▶ _TEXT UNDER STUDY_:
◆ ◆ ◆

Machine learning helps unlock data related to COVID-19 epidemic
AWS’s Cord-19 Search website allows researchers to easily query tens of thousands of scientific and medical papers on the deadly virus.
COVID-19 has wreaked a devastating toll. According to the World Health Organization, by late May, COVID-19 had infected more than 4.9 million people worldwide, with more than 320,000 lives lost.
As the world grapples with this disease, researchers and scientists have launched a determined effort to understand COVID-19 and find effective vaccines and treatments. Since the virus was first identified in late 2019, a huge amount of cutting-edge research on ways to fight COVID-19 has been published, with more appearing every day.
But the tsunami of potentially life-saving information is coming so fast that researchers can’t keep up with it.
“It’s amazing to see the amount of data being shared,” says Taha Kass-Hout, director of machine learning and chief medical officer for AWS. “We started with 10,000 or 15,000 papers earlier in the year, and that has tripled.”
The result: important clues or research paths could be overlooked as scientists search for the signal through the noise.
To address the challenge, Amazon Web Services released in late April Cord-19 Search, a new website powered by machine learning that can help researchers quickly and easily use natural language questions to search tens of thousands of research papers and documents. Cord-19 Search combs the data set released by the Allen Institute for AI, and is an outgrowth of a White House remote roundtable held in March with technology company representatives.
Cord-19 Search helps researchers navigate the fast-growing body of coronavirus literature to efficiently find relevant and up-to-date information. Cord-19 Search provides a simple interface where researchers can ask questions using natural language such as, “When is the salivary viral load highest for Covid-19?” and “Is convalescent plasma therapy a precursor to vaccine?” Cord-19 Search produces precise answers as well as source documents.
For example, the answer to COVID-19’s highest viral load says: “Salivary viral load was highest during the first week after symptom onset and subsequently declined with time.” The response to the plasma therapies query: “In the absence of vaccine would provide a stopgap measure, ideally consider to give to those who are at risk of exposure or early in showing symptoms (as a preparedness measure)” along with related scientific articles from past trials during SARS and Ebola.
Cord-19 Search also provides evidence-based topics on incubation, transmission, therapeutics, and risk factors. This is of enormous value to scientists who can quickly query, validate their research, and advance their investigations.
“One of the great things about how Cord-19 works under the covers is that it enhances the data set in response to a query depending on how you want to slice and dice the data,” says Ben Snively, an AWS principal solutions data science architect. “It doesn’t just attach a keyword to a bunch of documents.”

◆ ◆ ◆

▶ _EXERCISE 1_:
For the Cord-19 Search article, decide whether each statement agrees with it. Answer yes or no and quote the words that settle it.
(a) Amazon Web Services released Cord-19 Search in late April.
(b) Cord-19 Search returns answers but no source documents.
(c) Taha Kass-Hout says the number of papers has doubled.
▶ _EXERCISE 2_: In the Cord-19 Search article, whose data set does Cord-19 Search comb?
▶ _EXERCISE 3_: Please carry on the Cord-19 Search article from the point where it stops.
The material plays no part in any of this work.

◆ ◆ ◆

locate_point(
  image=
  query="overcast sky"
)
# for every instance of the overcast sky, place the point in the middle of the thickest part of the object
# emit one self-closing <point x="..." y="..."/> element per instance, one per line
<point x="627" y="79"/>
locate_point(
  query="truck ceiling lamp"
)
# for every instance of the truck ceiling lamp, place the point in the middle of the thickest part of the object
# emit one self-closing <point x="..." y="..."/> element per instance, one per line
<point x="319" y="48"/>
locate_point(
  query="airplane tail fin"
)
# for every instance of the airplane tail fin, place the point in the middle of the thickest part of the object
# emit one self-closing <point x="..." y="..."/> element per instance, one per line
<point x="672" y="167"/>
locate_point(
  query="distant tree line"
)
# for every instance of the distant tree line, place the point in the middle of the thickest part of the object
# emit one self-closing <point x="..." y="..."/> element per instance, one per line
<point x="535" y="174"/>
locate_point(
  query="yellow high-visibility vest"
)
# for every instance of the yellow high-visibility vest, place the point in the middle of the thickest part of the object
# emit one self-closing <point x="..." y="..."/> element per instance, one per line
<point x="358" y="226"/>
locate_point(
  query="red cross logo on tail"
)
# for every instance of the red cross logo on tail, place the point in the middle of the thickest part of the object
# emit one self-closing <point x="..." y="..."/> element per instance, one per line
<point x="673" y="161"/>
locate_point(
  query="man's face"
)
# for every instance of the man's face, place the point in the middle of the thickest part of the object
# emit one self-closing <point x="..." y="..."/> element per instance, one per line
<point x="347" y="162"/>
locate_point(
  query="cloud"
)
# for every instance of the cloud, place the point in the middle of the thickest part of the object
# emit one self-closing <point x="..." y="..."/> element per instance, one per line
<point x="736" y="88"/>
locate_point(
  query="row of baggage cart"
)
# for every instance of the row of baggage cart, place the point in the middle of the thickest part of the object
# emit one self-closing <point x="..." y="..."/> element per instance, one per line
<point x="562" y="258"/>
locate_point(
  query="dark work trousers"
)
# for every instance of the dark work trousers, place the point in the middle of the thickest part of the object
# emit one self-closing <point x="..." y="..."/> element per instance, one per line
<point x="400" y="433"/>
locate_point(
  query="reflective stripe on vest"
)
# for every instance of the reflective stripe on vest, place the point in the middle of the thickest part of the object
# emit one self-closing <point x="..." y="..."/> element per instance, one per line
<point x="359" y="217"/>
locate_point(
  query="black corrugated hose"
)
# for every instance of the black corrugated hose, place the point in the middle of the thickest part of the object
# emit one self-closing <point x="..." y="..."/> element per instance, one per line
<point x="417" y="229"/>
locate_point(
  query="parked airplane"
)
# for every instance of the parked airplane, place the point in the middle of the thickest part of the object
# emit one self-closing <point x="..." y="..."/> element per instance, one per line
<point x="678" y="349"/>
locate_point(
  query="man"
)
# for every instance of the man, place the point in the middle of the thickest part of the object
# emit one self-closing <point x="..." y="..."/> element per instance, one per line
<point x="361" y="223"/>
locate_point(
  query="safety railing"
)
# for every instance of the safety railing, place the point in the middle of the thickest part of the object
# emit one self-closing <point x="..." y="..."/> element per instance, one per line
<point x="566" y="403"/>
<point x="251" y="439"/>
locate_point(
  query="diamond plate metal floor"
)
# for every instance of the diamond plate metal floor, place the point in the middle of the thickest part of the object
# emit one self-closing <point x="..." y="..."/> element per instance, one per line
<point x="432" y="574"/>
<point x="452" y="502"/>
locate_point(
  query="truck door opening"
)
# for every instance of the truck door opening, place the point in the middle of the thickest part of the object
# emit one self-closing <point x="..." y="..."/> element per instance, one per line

◆ ◆ ◆

▶ _RESPONSE 1_:
(a) Yes: "Amazon Web Services released in late April Cord-19 Search"
(b) No: "Cord-19 Search produces precise answers as well as source documents."
(c) No: "We started with 10,000 or 15,000 papers earlier in the year, and that has tripled."

▶ _RESPONSE 2_: The data set released by the Allen Institute for AI.

▶ _RESPONSE 3_:
Cord-19 Search is built on AWS machine learning services. Its original dataset was enriched with Amazon Comprehend Medical, which uses machine learning to extract information from unstructured text, including diseases, treatment, and timeline. The data is then mapped to clinical models and medical topics associated with COVID-19.
That information is then indexed in Amazon Kendra, a highly accurate enterprise-search service powered by machine learning that delivers powerful natural-language query capabilities that make it easier to find and rank related articles. The Amazon Comprehend Medical-enriched data and Amazon Kendra search are built from data available in the public AWS COVID-19 data lake, where anyone can experiment with and analyze data.
“We think that Cord-19 will really help researchers connect the dots and make real progress against the virus,” says Kass-Hout. “The combination of Kendra and Comprehend Medical help researchers advance their understanding of Covid-19 and how they might discover a drug or vaccine to fight it. That’s not just like finding a needle in a haystack – it’s like finding a needle at the bottom of the ocean.”
Adds Snively: “From my perspective, Cord-19 Search provides very complete answers to research questions with a very simple interface. Most clinicians and researchers are not deep technologists, but they want to be able to dive deeply into things. Cord-19 Search gives them that opportunity.”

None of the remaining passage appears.